> _Job_
Retype the entire physics problem text below word for word.

> _Text passage_
•••
Solved: PHYSICS Question for NEET

NEET PHYSICSMedium

A rocket is fired vertically upward with a speed of $v = \frac{v_e}{\sqrt{2}}$ from the Earth's surface, where $v_e$ is escape velocity on the surface of Earth. The distance from the surface of Earth upto which the rocket can go before returning to the Earth is: (given, the radius of Earth $R = 6400$ km)

1600 km

3200 km

6400 km

12800 km

Step-by-Step Solution

Principle of Conservation of Energy: The total mechanical energy of the rocket is conserved. Let $m$ be the mass of the rocket and $M$ be the mass of the Earth. The initial point is the surface ( $r=R$ ) and the final point is the maximum height ( $r=R+h$ ) where velocity becomes zero. $K_i + U_i = K_f + U_f$ $\frac{1}{2}mv^2 - \frac{GMm}{R} = 0 - \frac{GMm}{R+h}$
Substitute Velocity: Given $v = \frac{v_e}{\sqrt{2}}$ . We know escape velocity $v_e = \sqrt{\frac{2GM}{R}}$ . Therefore, $v^2 = \frac{v_e^2}{2} = \frac{1}{2} \left( \frac{2GM}{R} \right) = \frac{GM}{R}$ .
•••
[Region labeling records]
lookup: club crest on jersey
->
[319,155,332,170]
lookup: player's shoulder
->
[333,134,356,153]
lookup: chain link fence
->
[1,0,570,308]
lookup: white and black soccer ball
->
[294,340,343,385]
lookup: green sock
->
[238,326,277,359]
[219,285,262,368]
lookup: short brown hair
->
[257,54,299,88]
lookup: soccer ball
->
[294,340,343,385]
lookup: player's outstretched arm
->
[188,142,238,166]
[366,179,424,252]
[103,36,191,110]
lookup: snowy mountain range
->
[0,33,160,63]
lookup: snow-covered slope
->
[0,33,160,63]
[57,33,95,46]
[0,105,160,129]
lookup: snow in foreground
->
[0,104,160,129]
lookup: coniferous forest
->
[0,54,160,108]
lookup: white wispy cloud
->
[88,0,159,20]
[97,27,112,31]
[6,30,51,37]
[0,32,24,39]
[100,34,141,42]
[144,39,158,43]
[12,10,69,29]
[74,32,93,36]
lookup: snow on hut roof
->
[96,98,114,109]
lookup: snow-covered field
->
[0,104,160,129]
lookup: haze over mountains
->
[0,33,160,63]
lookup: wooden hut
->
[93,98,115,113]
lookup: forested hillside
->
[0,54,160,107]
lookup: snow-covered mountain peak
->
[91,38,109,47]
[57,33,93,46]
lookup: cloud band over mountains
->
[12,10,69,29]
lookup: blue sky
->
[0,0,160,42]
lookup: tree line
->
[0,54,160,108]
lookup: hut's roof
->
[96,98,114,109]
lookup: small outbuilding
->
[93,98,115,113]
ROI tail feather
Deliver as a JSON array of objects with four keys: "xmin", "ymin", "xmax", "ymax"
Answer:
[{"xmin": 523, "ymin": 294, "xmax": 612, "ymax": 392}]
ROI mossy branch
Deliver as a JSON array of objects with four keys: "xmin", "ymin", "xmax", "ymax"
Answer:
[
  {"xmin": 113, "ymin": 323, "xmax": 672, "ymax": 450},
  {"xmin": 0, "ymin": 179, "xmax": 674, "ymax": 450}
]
•••
> _Correct output_
Solved: PHYSICS Question for NEET

NEET PHYSICSMedium

A rocket is fired vertically upward with a speed of $v = \frac{v_e}{\sqrt{2}}$ from the Earth's surface, where $v_e$ is escape velocity on the surface of Earth. The distance from the surface of Earth upto which the rocket can go before returning to the Earth is: (given, the radius of Earth $R = 6400$ km)

1600 km

3200 km

6400 km

12800 km

Step-by-Step Solution

Principle of Conservation of Energy: The total mechanical energy of the rocket is conserved. Let $m$ be the mass of the rocket and $M$ be the mass of the Earth. The initial point is the surface ( $r=R$ ) and the final point is the maximum height ( $r=R+h$ ) where velocity becomes zero. $K_i + U_i = K_f + U_f$ $\frac{1}{2}mv^2 - \frac{GMm}{R} = 0 - \frac{GMm}{R+h}$
Substitute Velocity: Given $v = \frac{v_e}{\sqrt{2}}$ . We know escape velocity $v_e = \sqrt{\frac{2GM}{R}}$ . Therefore, $v^2 = \frac{v_e^2}{2} = \frac{1}{2} \left( \frac{2GM}{R} \right) = \frac{GM}{R}$ .